[[ Dataset records, beginning ]]
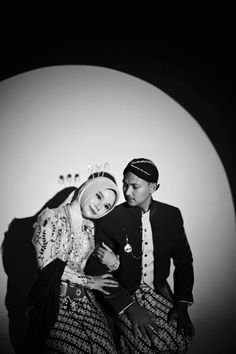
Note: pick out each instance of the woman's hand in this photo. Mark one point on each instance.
(98, 282)
(106, 256)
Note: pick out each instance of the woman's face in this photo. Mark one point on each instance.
(98, 204)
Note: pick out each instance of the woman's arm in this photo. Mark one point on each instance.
(106, 256)
(45, 237)
(90, 282)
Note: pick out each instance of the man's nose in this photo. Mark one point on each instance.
(98, 206)
(128, 191)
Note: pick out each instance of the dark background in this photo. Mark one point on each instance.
(198, 71)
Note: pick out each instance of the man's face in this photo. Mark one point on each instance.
(137, 192)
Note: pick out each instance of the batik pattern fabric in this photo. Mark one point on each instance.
(165, 341)
(81, 327)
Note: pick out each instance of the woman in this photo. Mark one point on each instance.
(64, 314)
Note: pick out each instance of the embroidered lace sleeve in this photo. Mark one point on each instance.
(45, 237)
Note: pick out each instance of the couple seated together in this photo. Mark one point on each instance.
(102, 283)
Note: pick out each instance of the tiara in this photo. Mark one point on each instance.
(69, 179)
(73, 180)
(98, 169)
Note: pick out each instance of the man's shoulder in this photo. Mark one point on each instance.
(164, 207)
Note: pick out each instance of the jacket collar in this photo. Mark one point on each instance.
(138, 211)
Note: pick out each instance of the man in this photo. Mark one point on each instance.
(147, 235)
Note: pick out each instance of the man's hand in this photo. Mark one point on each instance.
(98, 282)
(142, 320)
(180, 314)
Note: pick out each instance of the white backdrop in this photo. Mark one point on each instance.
(58, 120)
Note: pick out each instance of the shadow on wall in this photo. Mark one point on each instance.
(20, 265)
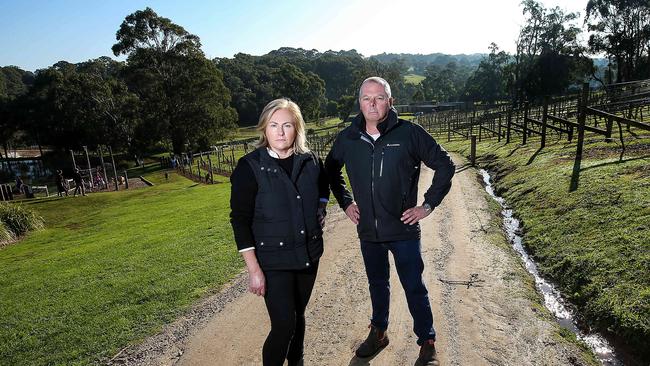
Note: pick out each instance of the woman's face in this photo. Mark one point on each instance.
(280, 132)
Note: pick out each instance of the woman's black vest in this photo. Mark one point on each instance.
(285, 223)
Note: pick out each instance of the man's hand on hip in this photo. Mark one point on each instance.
(353, 213)
(414, 214)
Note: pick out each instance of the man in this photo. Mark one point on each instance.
(382, 156)
(78, 181)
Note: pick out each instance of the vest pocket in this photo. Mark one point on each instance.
(272, 252)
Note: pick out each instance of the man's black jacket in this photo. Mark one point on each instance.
(384, 174)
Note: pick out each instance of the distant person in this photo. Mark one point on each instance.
(60, 183)
(99, 180)
(382, 155)
(78, 181)
(19, 185)
(278, 199)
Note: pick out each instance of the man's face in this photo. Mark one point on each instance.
(374, 102)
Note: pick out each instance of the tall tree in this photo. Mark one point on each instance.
(621, 30)
(184, 98)
(489, 83)
(549, 55)
(67, 108)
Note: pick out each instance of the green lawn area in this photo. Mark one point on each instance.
(413, 79)
(111, 268)
(593, 241)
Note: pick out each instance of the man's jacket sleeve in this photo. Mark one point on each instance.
(436, 158)
(333, 167)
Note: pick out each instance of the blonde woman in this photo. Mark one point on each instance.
(278, 198)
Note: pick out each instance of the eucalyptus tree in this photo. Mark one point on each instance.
(184, 99)
(621, 30)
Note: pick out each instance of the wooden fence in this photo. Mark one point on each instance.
(592, 111)
(222, 159)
[[ Dataset records, end ]]
» **What to produce**:
Your output must match the records word for word, apart from the images, which are left out.

» **Solution**:
Note: pick out each instance of the woman's hand in this photo. Mark one point on each instance.
(98, 282)
(106, 256)
Note: pick out each instance of the woman's face in this photo. Mark one point on each instance.
(98, 204)
Note: pick out each instance of the woman's arm in this photo. Mark one point on each instance.
(106, 256)
(45, 237)
(90, 282)
Note: pick out each instance of the man's nose in this photo. Mark one point on each instance.
(98, 206)
(128, 191)
Note: pick out each instance of the dark background in this photo. Mark one point on each instance.
(198, 71)
Note: pick out each instance of the man's face in this photo. Mark one point on each instance.
(137, 192)
Note: pick out each instance of the batik pattern fabric in this photo. Mark one point on each instance.
(165, 341)
(81, 327)
Note: pick out each instance of the woman in this photo. Mark one point on each instance.
(64, 314)
Note: pick out each instance of the embroidered lace sleeve in this photo. Mark one point on each instance.
(45, 237)
Note: pick out each instance of the couple seated together in this photo. Mark one point on each instance.
(102, 283)
Note: pick out each instance of the tiara in this photo. Mark one point on each instance.
(69, 179)
(73, 180)
(98, 169)
Note: pick out each instance of the man's shoulder in this photo. Mark one point on each instance.
(164, 207)
Note: pick out each instance of the jacket collar in this photo. Mark one point on each instance.
(138, 211)
Note: pick out each instance of the man in this photo. Mark one point on each instance.
(147, 235)
Note: pick out each instance of the man's hand in this photo. Mark one point on each instance.
(98, 282)
(142, 320)
(180, 314)
Note: pick out each instance of the white backdrop in this photo. Mark one point on each instance.
(58, 120)
Note: pick out each instance of the shadow on wall in this photo. Mark one point on each instance.
(20, 265)
Note: pick out each instance of the woman's face in this photo. Mark one point on each instance.
(280, 132)
Note: pick out each instance of the woman's black vest in this photo. Mark one point on each instance.
(285, 223)
Note: pick out each instance of the man's hand on hip in this photo. Mark one point on each instance.
(353, 213)
(414, 214)
Note: pick out each instance of the man in this photo. Mark one point on each instance.
(382, 156)
(78, 181)
Note: pick out each instance of the vest pocket in this photo. Mark one point on each instance.
(272, 252)
Note: pick out each instance of the man's black jacket in this photo. Mark one point on each instance.
(384, 174)
Note: pick out each instance of the distant person in this photo. Mark one point on each instance.
(60, 183)
(99, 180)
(382, 155)
(78, 181)
(19, 185)
(278, 199)
Note: pick out each instance of the man's face in this photo. Mark one point on each instance.
(374, 102)
Note: pick out each instance of the tall tree in this photo. Mark one point on each instance.
(621, 30)
(184, 98)
(489, 83)
(549, 55)
(67, 108)
Note: pick out each instance of the green lawn area in this photo. Mark one point on each instance.
(413, 79)
(111, 268)
(593, 241)
Note: pick out each instance of the man's jacket sleeve in this photo. Mark one point on each instance.
(436, 158)
(333, 167)
Note: pick out each instance of the blonde woman in this photo. Mark one point on each instance.
(278, 198)
Note: pick out each instance of the eucalyptus tree in this photo. Mark one point on each instance.
(184, 99)
(621, 30)
Note: pick out each instance of the wooden fence in this photo. Mark one point on each instance.
(592, 111)
(222, 159)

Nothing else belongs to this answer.